##### Dataset content

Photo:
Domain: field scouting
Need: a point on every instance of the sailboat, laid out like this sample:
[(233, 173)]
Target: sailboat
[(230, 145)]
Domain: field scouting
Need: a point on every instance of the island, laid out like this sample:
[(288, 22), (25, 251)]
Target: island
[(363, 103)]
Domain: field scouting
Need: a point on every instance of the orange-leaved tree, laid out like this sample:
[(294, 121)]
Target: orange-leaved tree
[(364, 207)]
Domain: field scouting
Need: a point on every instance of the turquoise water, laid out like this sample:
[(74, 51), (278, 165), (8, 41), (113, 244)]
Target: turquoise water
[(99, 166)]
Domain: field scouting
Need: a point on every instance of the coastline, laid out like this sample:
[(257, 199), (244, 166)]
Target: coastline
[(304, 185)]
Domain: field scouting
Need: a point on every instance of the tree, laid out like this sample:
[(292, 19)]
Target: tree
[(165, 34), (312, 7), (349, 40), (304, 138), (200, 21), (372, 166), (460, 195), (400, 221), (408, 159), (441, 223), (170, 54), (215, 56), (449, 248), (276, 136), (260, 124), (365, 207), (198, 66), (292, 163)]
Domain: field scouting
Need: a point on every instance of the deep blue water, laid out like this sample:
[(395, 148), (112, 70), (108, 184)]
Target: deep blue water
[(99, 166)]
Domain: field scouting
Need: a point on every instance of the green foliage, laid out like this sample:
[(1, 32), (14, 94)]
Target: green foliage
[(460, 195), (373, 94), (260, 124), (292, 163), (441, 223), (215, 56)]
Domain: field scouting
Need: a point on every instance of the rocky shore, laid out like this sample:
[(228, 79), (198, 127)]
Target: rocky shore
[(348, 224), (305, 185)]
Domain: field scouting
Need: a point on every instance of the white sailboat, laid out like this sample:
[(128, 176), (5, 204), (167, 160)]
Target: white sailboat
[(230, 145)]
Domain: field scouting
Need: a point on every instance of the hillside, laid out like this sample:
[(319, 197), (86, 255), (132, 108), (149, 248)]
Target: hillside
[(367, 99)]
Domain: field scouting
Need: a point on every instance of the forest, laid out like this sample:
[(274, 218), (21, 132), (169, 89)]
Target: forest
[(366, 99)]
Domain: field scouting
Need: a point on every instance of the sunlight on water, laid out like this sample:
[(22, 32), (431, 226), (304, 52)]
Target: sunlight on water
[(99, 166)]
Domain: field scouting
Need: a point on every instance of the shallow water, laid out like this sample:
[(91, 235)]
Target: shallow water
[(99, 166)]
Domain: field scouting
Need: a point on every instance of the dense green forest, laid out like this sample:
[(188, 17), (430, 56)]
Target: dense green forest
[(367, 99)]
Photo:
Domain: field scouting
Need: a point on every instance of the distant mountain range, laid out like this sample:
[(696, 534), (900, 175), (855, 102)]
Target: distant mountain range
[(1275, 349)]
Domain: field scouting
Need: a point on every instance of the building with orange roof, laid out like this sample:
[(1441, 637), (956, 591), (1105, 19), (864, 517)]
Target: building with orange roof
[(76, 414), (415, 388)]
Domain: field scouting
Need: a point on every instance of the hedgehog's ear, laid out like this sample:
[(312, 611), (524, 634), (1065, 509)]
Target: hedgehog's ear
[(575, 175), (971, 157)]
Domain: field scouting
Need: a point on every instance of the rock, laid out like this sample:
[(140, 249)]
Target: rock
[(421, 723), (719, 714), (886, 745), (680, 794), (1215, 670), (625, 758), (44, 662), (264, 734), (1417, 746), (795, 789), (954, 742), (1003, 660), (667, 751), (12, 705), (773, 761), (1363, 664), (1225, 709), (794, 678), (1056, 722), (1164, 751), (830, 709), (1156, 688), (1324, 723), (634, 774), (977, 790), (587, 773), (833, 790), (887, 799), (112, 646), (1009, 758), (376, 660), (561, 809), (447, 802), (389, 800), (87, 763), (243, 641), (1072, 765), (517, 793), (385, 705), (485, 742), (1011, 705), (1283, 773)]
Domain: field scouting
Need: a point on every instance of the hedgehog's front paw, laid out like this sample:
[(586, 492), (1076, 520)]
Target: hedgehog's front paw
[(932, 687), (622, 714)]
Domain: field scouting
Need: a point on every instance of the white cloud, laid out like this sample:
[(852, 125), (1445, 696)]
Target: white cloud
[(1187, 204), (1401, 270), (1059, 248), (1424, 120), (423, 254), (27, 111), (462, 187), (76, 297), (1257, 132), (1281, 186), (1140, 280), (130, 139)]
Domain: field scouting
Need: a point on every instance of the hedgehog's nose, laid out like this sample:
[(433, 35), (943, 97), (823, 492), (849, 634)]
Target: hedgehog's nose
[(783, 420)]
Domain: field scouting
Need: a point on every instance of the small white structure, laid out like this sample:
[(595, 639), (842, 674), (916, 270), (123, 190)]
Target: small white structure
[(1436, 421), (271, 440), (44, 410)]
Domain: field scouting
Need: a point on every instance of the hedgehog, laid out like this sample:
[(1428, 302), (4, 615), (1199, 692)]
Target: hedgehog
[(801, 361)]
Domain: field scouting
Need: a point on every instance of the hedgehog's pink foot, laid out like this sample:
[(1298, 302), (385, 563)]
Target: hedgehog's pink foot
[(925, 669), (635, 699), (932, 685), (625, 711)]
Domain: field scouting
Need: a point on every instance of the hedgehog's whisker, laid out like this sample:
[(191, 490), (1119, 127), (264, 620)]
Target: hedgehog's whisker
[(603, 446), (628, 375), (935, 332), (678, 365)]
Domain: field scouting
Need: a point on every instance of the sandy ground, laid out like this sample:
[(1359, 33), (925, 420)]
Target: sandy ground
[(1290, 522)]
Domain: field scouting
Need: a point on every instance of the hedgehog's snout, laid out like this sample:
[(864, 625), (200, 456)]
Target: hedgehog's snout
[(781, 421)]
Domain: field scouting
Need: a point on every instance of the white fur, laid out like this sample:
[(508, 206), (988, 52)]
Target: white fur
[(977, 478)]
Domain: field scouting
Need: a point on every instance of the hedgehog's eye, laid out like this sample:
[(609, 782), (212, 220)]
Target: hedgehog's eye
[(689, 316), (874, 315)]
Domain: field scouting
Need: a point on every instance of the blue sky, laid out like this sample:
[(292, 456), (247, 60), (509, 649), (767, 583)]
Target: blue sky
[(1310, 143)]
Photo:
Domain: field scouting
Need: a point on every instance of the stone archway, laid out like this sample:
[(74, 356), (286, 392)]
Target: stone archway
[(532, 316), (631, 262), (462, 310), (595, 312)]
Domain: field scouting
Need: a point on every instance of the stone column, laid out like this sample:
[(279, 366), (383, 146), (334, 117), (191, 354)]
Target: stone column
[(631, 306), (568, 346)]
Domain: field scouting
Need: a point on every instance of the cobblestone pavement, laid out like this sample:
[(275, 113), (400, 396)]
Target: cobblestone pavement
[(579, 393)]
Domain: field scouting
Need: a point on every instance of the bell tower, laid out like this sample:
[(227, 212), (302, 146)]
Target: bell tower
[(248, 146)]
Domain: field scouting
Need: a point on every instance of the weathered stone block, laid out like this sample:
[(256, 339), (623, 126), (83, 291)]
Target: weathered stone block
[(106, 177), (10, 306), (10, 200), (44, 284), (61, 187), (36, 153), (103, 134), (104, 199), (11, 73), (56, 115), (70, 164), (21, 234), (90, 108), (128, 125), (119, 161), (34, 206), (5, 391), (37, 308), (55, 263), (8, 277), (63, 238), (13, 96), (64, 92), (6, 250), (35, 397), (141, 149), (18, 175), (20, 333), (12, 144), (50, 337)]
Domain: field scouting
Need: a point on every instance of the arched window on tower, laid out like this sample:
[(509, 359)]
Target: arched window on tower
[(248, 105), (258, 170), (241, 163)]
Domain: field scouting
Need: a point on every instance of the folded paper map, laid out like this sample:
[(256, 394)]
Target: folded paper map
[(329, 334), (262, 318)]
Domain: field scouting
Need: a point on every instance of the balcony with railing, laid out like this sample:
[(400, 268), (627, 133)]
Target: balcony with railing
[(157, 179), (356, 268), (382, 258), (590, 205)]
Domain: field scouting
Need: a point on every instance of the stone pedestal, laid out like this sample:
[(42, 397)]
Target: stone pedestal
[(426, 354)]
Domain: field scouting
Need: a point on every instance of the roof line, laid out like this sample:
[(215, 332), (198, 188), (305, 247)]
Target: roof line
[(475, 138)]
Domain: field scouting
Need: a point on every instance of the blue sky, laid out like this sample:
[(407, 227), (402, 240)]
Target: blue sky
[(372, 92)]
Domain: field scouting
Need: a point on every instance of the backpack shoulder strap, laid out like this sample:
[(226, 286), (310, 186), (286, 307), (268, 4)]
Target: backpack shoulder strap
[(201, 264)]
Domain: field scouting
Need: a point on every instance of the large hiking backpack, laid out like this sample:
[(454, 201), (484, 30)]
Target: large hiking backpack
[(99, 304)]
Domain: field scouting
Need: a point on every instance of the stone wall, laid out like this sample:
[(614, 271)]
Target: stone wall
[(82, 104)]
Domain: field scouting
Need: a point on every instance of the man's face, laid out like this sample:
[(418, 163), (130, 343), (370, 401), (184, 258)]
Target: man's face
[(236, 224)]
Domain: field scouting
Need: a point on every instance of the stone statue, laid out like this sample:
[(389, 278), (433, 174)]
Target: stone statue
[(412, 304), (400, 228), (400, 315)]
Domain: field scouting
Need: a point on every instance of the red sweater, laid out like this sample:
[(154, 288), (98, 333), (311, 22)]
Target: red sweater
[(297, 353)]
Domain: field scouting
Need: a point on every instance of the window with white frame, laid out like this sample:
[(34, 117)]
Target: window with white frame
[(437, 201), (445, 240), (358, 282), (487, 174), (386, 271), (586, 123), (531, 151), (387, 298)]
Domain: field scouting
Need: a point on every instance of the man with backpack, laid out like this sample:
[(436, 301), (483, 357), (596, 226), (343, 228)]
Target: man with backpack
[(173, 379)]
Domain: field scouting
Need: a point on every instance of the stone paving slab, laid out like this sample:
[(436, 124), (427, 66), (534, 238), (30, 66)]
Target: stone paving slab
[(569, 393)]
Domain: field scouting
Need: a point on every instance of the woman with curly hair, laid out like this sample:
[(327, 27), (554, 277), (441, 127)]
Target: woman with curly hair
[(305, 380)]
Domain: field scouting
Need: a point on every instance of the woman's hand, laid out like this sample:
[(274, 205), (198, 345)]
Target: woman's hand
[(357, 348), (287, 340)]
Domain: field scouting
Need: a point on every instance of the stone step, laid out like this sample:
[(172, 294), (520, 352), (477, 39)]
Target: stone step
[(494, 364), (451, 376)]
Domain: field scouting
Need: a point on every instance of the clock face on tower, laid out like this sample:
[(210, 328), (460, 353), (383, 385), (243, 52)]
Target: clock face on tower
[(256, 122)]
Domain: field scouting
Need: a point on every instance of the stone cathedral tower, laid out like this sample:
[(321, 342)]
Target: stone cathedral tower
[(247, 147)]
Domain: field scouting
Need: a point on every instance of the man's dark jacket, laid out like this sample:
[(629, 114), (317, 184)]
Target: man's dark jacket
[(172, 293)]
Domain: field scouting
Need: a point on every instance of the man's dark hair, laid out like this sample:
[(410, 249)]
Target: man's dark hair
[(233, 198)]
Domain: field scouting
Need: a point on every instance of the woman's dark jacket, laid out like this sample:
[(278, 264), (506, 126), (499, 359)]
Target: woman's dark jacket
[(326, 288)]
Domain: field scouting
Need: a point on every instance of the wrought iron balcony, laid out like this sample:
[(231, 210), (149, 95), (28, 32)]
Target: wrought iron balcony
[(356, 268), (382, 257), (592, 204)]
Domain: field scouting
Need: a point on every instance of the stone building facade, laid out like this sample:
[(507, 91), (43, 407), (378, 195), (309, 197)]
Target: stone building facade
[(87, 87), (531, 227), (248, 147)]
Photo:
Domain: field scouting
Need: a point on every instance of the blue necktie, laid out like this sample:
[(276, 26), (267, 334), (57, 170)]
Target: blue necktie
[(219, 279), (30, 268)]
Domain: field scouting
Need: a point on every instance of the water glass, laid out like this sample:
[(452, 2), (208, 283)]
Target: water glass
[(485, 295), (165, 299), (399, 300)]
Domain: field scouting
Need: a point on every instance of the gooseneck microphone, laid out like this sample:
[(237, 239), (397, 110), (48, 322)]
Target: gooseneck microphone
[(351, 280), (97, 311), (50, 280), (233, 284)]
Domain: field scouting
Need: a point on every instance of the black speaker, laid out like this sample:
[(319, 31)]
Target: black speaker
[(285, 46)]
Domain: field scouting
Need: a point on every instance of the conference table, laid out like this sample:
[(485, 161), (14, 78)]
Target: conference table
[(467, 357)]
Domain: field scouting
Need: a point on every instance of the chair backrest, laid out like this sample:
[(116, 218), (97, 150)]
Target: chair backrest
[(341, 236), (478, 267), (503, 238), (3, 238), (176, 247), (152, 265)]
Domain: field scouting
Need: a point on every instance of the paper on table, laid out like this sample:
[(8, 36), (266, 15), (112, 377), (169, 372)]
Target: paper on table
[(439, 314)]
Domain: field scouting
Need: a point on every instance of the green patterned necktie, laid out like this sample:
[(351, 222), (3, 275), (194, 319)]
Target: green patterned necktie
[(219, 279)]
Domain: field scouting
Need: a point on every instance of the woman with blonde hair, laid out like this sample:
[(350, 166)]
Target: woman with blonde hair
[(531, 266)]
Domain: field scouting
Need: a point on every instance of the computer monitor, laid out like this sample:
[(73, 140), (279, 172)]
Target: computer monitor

##########

**The task**
In the records above, find the line with "Target: woman with curly hair"; write out exactly that line and each one after it, stopping after the line with "[(410, 249)]".

**Response to this task**
Target: woman with curly hair
[(305, 380)]
Domain: field scouting
Need: a point on every instance of the woman's hand, laid out like this sample:
[(274, 205), (198, 345)]
Target: woman's hand
[(357, 348), (287, 340)]
Domain: field scouting
Need: a point on every instance of the stone step, laid out like this sample:
[(172, 294), (520, 352), (477, 39)]
Target: stone step
[(494, 364), (451, 376)]
Domain: field scouting
Need: a point on every instance of the clock face on tower, laid out like this sample:
[(210, 328), (460, 353), (383, 385), (243, 52)]
Target: clock face on tower
[(256, 122)]
Domain: field scouting
Need: a point on every instance of the stone cathedral tower, laid out like this sample:
[(321, 342)]
Target: stone cathedral tower
[(247, 147)]
Domain: field scouting
Need: a point on every instance of the man's dark jacket, laid out like this sample:
[(629, 114), (317, 184)]
Target: man's dark jacket
[(172, 293)]
Domain: field scouting
Need: a point on every instance of the man's dark hair, laid out like this sample:
[(410, 249)]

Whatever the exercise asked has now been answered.